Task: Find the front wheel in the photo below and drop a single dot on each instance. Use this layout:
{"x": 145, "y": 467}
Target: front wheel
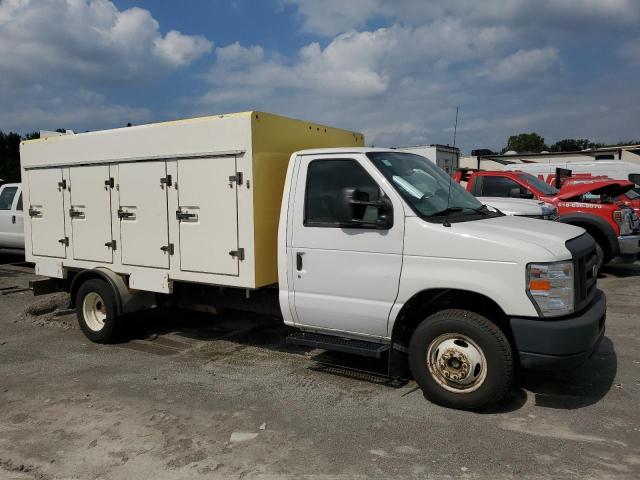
{"x": 461, "y": 360}
{"x": 96, "y": 311}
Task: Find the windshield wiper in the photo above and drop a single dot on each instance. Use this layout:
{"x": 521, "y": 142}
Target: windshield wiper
{"x": 446, "y": 211}
{"x": 483, "y": 210}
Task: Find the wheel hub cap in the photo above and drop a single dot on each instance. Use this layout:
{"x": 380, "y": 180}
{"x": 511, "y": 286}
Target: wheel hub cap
{"x": 94, "y": 311}
{"x": 456, "y": 362}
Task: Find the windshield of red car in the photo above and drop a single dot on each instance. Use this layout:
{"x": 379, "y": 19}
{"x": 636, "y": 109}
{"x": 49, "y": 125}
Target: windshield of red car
{"x": 540, "y": 185}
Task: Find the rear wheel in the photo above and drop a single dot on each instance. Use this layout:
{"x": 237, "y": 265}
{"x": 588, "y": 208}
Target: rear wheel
{"x": 461, "y": 360}
{"x": 96, "y": 311}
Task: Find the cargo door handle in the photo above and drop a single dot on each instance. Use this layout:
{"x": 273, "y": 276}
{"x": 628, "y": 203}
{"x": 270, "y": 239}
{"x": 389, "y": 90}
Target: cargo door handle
{"x": 34, "y": 213}
{"x": 73, "y": 213}
{"x": 124, "y": 215}
{"x": 180, "y": 215}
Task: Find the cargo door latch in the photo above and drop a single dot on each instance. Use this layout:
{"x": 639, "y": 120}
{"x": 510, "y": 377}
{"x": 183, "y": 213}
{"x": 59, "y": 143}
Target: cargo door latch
{"x": 168, "y": 249}
{"x": 168, "y": 181}
{"x": 237, "y": 178}
{"x": 239, "y": 254}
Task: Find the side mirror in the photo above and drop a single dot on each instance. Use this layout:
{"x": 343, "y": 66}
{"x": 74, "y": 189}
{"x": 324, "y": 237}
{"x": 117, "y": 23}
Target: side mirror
{"x": 353, "y": 210}
{"x": 518, "y": 192}
{"x": 514, "y": 192}
{"x": 526, "y": 194}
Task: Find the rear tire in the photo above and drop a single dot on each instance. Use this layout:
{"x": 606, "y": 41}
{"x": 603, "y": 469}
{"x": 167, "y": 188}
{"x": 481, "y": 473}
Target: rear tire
{"x": 461, "y": 360}
{"x": 96, "y": 311}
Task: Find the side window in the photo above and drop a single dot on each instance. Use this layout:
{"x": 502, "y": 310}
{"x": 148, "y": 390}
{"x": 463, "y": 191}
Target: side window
{"x": 498, "y": 186}
{"x": 6, "y": 197}
{"x": 326, "y": 181}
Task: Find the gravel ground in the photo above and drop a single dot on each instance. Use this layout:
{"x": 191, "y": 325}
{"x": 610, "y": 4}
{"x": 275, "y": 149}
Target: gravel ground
{"x": 188, "y": 396}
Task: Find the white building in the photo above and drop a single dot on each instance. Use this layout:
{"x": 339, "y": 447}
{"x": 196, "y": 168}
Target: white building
{"x": 627, "y": 153}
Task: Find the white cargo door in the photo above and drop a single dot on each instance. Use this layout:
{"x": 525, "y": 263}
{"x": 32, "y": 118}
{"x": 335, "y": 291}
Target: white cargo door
{"x": 144, "y": 232}
{"x": 46, "y": 213}
{"x": 208, "y": 215}
{"x": 90, "y": 213}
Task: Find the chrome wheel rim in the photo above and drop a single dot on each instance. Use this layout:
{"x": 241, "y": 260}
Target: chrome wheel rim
{"x": 456, "y": 363}
{"x": 94, "y": 311}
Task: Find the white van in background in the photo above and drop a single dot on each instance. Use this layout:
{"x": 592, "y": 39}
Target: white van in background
{"x": 614, "y": 169}
{"x": 11, "y": 221}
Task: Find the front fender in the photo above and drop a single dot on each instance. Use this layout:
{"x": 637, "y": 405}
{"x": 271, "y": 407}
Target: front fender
{"x": 502, "y": 282}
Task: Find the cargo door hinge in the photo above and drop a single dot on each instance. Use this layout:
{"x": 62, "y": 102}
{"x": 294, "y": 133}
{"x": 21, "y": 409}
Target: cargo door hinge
{"x": 239, "y": 254}
{"x": 237, "y": 178}
{"x": 122, "y": 214}
{"x": 166, "y": 181}
{"x": 168, "y": 249}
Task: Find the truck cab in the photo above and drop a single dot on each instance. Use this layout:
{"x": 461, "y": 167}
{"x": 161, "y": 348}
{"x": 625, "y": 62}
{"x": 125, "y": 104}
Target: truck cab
{"x": 590, "y": 205}
{"x": 383, "y": 247}
{"x": 11, "y": 219}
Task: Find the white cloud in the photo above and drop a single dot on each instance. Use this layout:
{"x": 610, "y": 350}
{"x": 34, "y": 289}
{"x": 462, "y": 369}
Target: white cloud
{"x": 87, "y": 42}
{"x": 56, "y": 54}
{"x": 181, "y": 49}
{"x": 523, "y": 66}
{"x": 331, "y": 17}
-- -- --
Requirement | Update every one of the records above by replacing "drop a single dot" with "place one point" wherever it occurs, leaving everything else unchanged. Omit the pictures from your answer.

Solution for this exercise |
Task: Find the front wheel in the photo below and place one point on each instance. Use this layout:
{"x": 145, "y": 467}
Target: front wheel
{"x": 461, "y": 360}
{"x": 96, "y": 311}
Task: Find the windshield wiper in the photo above and place one point on each instance. Use this layout:
{"x": 521, "y": 142}
Target: windshield wiper
{"x": 446, "y": 211}
{"x": 483, "y": 210}
Task: Find the wheel hub cap in the photo above and place one point on each instance. Use this layout:
{"x": 380, "y": 180}
{"x": 511, "y": 286}
Target: wheel hub cap
{"x": 94, "y": 311}
{"x": 456, "y": 362}
Task: Find the windshield of red car in the photo above and place one point on each instance. Use this layout:
{"x": 379, "y": 19}
{"x": 636, "y": 109}
{"x": 49, "y": 125}
Target: windshield of red car
{"x": 540, "y": 185}
Task: Find the rear wheel in the photo above and place one point on each instance. Use this layout:
{"x": 237, "y": 265}
{"x": 588, "y": 208}
Target: rear wheel
{"x": 461, "y": 360}
{"x": 96, "y": 311}
Task: Find the cargo door handle in the photo above and place one point on each instance. Use this layout:
{"x": 273, "y": 276}
{"x": 628, "y": 203}
{"x": 270, "y": 239}
{"x": 389, "y": 90}
Target: cargo door handle
{"x": 34, "y": 213}
{"x": 73, "y": 213}
{"x": 124, "y": 215}
{"x": 180, "y": 215}
Task: Find the cargo door latch in the photo above and place one point on each instance. Use this layout:
{"x": 639, "y": 120}
{"x": 510, "y": 377}
{"x": 183, "y": 213}
{"x": 59, "y": 143}
Target: cargo door latch
{"x": 168, "y": 249}
{"x": 168, "y": 181}
{"x": 237, "y": 178}
{"x": 239, "y": 254}
Task: Find the side mirror in the photo above and place one point on each instance. Use this layout:
{"x": 343, "y": 66}
{"x": 74, "y": 189}
{"x": 324, "y": 237}
{"x": 117, "y": 23}
Target: side mirror
{"x": 353, "y": 210}
{"x": 518, "y": 192}
{"x": 514, "y": 192}
{"x": 526, "y": 194}
Task: Find the rear tire in the photo above and place one point on each instance. Use this layout:
{"x": 606, "y": 41}
{"x": 603, "y": 469}
{"x": 167, "y": 188}
{"x": 481, "y": 473}
Target: rear tire
{"x": 461, "y": 360}
{"x": 96, "y": 311}
Task: Find the side window in the photo above and place one point on each instance. Use this layout:
{"x": 502, "y": 310}
{"x": 148, "y": 390}
{"x": 463, "y": 191}
Target: side window
{"x": 498, "y": 186}
{"x": 6, "y": 197}
{"x": 326, "y": 181}
Task: Find the gravel ground in the photo above and place one point on each instance. Use this layout:
{"x": 191, "y": 325}
{"x": 610, "y": 4}
{"x": 275, "y": 149}
Target: gravel ground
{"x": 188, "y": 396}
Task: Find the white building in the photo above and place one point on each instance. Use this layout:
{"x": 339, "y": 447}
{"x": 196, "y": 168}
Target: white building
{"x": 627, "y": 153}
Task: Find the white cargo door in the photo above and place one point on each instance. Use this layout:
{"x": 525, "y": 263}
{"x": 32, "y": 118}
{"x": 335, "y": 291}
Target: white cargo door
{"x": 144, "y": 232}
{"x": 46, "y": 213}
{"x": 208, "y": 215}
{"x": 90, "y": 213}
Task: Find the chrome wheel rim in the photo above and place one point on each instance. Use this layout:
{"x": 241, "y": 260}
Target: chrome wheel rim
{"x": 456, "y": 363}
{"x": 94, "y": 311}
Task: Find the white van in background in the photo above and place one point on each instance. Use this layout:
{"x": 592, "y": 39}
Target: white van in background
{"x": 614, "y": 169}
{"x": 11, "y": 221}
Task: Find the front fender in the photo above and place one point on each instance. Use this layout:
{"x": 637, "y": 405}
{"x": 271, "y": 407}
Target: front fender
{"x": 502, "y": 282}
Task: Find the cargo door hinge in the photo above and place one point on each instance. Use this layout:
{"x": 62, "y": 102}
{"x": 294, "y": 133}
{"x": 21, "y": 409}
Target: cargo door hinge
{"x": 239, "y": 254}
{"x": 237, "y": 178}
{"x": 122, "y": 214}
{"x": 166, "y": 181}
{"x": 168, "y": 249}
Task: Find the truck cab in the photo above and place one point on each instance. Use this layout:
{"x": 461, "y": 167}
{"x": 161, "y": 348}
{"x": 625, "y": 62}
{"x": 125, "y": 104}
Target: truck cab
{"x": 590, "y": 205}
{"x": 383, "y": 247}
{"x": 11, "y": 219}
Task: Find the white cloud in the photo above and place one point on each instance. Use this layout:
{"x": 610, "y": 350}
{"x": 34, "y": 289}
{"x": 462, "y": 369}
Target: white cloud
{"x": 87, "y": 42}
{"x": 56, "y": 54}
{"x": 181, "y": 49}
{"x": 523, "y": 66}
{"x": 331, "y": 17}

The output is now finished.